───── Data section

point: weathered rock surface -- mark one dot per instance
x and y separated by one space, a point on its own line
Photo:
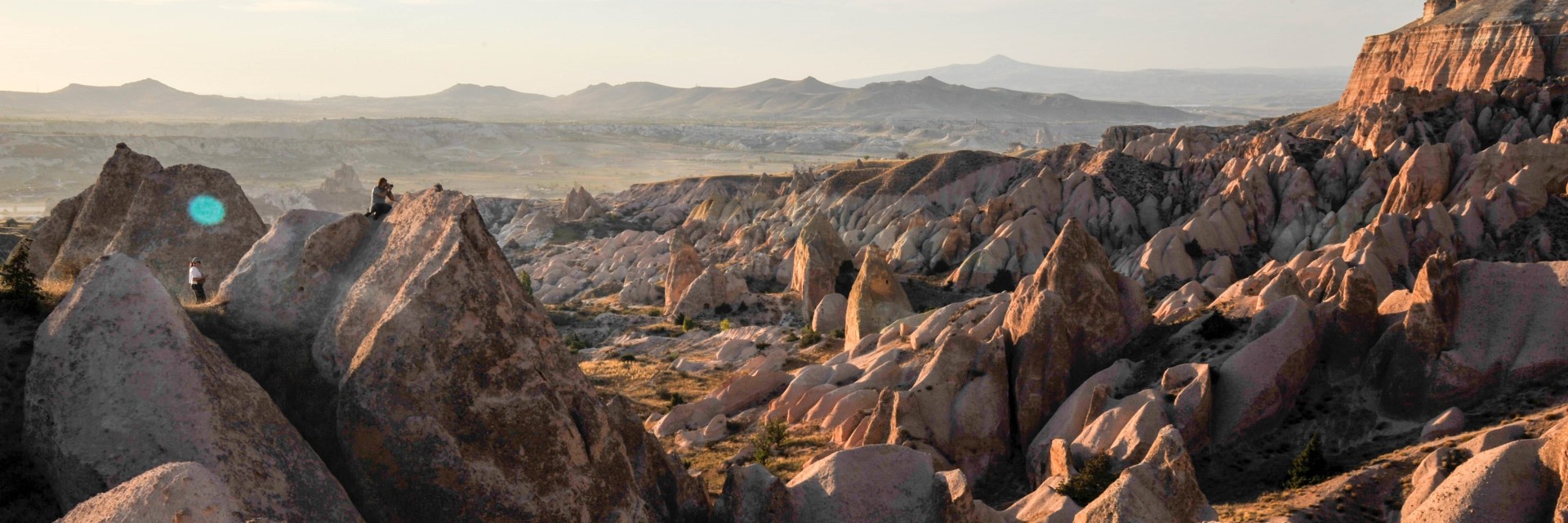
875 301
156 214
122 382
170 492
455 396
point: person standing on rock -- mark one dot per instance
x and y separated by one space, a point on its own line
198 279
380 199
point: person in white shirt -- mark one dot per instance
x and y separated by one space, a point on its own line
198 279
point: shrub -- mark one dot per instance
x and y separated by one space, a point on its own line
526 280
808 338
1089 482
1310 467
20 286
768 442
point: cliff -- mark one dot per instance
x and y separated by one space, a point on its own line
1463 46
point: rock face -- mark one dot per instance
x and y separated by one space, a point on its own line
875 301
1162 487
684 267
1462 46
172 492
160 216
1067 324
453 395
819 253
122 382
581 206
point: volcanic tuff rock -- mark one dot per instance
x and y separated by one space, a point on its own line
122 382
1462 46
170 492
143 209
429 283
875 301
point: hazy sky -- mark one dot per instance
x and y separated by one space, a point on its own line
392 47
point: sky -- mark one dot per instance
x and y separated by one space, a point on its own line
300 49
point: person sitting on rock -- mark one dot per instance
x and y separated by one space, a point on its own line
380 199
198 279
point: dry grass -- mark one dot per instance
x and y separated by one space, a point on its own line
804 443
648 383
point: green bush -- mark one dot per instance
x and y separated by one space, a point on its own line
20 286
808 338
1310 467
768 442
1090 482
526 280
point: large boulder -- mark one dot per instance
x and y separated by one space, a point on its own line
1258 385
819 255
879 482
959 404
163 217
1162 487
1508 484
452 395
684 267
875 301
122 382
1067 322
172 492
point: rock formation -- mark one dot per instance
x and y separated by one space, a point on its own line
875 301
122 382
506 405
1462 46
156 214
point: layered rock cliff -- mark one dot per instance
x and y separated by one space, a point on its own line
1463 46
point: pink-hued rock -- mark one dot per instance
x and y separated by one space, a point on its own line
875 301
1067 322
1504 484
959 404
1448 422
170 492
122 382
1162 487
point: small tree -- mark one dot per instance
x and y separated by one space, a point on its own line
526 280
1310 467
20 286
1089 482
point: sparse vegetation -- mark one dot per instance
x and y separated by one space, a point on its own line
768 442
20 291
808 338
1310 467
1090 482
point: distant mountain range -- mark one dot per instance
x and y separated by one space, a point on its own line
1250 88
806 100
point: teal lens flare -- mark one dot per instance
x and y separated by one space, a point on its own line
206 209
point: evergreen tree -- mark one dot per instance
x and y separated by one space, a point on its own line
1310 467
20 286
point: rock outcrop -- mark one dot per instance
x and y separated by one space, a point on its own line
1067 322
156 214
122 382
875 301
1462 46
451 391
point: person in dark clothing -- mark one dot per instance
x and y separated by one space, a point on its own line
380 200
198 280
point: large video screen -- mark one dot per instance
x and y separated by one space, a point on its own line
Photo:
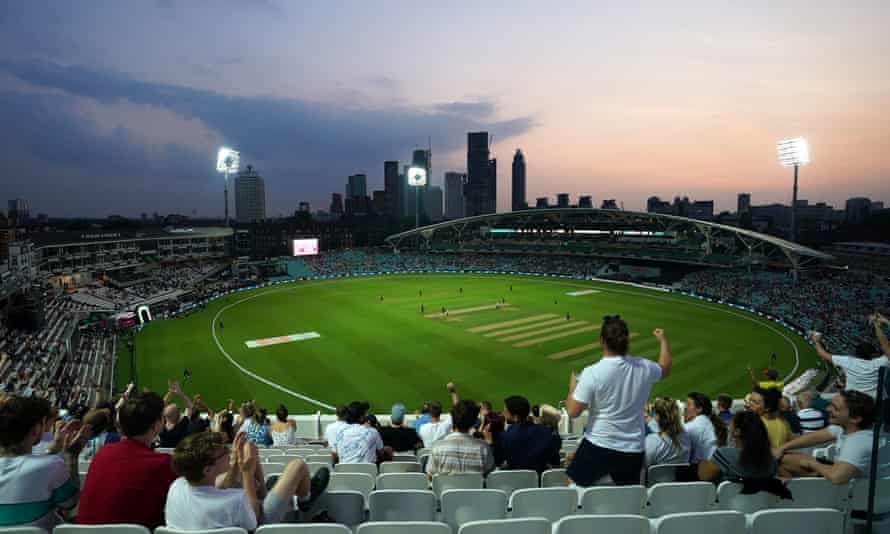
305 247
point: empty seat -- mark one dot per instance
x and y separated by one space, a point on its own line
412 481
613 524
304 528
730 497
614 500
663 473
724 522
814 493
510 481
812 521
680 497
456 481
402 505
527 525
400 467
403 527
368 469
463 506
552 503
554 478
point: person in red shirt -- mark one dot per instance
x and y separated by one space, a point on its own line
127 482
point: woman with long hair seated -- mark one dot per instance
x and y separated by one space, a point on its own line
671 444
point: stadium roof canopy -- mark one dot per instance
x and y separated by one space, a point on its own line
610 234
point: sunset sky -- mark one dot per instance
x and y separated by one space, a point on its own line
119 106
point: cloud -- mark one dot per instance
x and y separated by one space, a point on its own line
304 149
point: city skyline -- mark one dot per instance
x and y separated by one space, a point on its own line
621 102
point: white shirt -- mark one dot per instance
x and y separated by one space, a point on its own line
205 507
703 438
358 444
661 450
862 375
855 448
615 390
330 433
433 432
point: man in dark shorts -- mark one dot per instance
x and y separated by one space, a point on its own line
615 389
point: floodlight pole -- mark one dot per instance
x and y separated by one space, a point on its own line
794 207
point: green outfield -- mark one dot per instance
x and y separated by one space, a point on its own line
386 350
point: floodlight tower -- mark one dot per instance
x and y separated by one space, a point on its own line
416 179
227 161
793 153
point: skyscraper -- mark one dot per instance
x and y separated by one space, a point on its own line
250 196
454 194
392 189
481 188
519 181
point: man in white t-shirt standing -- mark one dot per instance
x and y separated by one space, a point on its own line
852 417
615 390
436 429
862 368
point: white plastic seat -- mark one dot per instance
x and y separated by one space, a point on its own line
552 503
814 493
723 522
463 506
346 507
680 497
510 481
527 525
402 505
656 474
729 497
443 483
809 521
360 482
400 467
610 500
554 478
22 530
226 530
613 524
273 469
403 527
368 469
304 528
411 481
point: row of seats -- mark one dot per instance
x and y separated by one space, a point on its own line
816 521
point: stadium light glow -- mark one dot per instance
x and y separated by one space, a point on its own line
793 152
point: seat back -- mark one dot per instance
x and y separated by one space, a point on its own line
680 497
360 482
510 481
723 522
554 478
552 503
663 473
463 506
456 481
613 524
400 467
304 528
403 527
609 500
527 525
368 469
814 493
402 505
412 481
811 521
730 497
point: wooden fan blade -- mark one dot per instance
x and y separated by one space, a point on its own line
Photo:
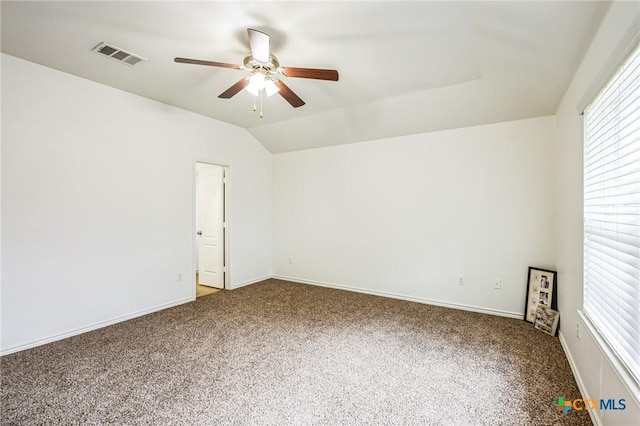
233 90
318 74
288 94
259 43
208 63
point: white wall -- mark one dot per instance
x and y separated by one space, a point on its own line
98 203
594 372
406 216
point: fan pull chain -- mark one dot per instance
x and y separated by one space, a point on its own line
261 103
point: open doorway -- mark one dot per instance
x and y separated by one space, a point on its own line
211 270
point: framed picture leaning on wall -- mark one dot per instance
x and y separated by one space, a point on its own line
541 290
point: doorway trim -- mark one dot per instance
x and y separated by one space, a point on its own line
227 219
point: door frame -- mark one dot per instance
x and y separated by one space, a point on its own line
227 219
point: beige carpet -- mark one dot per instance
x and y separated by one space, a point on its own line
277 353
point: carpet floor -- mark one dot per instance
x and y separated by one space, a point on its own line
277 353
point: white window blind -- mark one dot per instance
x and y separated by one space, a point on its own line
612 213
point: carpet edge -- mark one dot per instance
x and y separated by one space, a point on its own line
399 296
95 326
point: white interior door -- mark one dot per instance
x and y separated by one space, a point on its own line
210 232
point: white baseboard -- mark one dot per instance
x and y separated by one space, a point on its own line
595 418
516 315
91 327
253 281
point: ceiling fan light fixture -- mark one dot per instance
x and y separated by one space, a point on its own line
256 84
270 87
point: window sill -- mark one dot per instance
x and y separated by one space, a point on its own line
621 370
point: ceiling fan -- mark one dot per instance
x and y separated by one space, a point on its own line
266 72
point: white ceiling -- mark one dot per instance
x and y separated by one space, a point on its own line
405 67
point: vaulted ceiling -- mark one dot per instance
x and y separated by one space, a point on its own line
405 67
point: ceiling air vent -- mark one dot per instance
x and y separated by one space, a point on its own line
117 54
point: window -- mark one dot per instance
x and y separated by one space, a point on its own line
612 213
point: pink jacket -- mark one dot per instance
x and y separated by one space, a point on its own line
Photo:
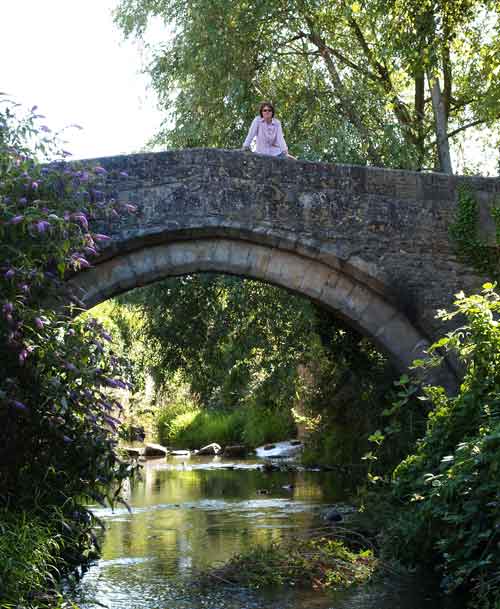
269 137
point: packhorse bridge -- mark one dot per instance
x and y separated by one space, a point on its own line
370 244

──────────

**Your goal**
From the line containing "point: white ceiling" down to the last line of the records above, repeat every line exactly and nothing else, dropping any pictures.

**Answer**
point: white ceiling -- mark one dot per instance
x and y separated by one space, a point on its own line
405 67
point: vaulted ceiling -- mark one dot per instance
x and y separated by one space, a point on its own line
405 67
point: ceiling air vent -- mark one dot per instance
x and y separated by one space, a point on its own line
117 54
point: window -- mark one dot per instance
x and y separated by one space, a point on its own line
612 213
point: pink jacket -- mark one dot per instance
x and y separated by one space, a point on its own line
Photo:
269 137
point: packhorse bridge -- mark one dot per instance
x and y separated by one space, a point on its own line
370 244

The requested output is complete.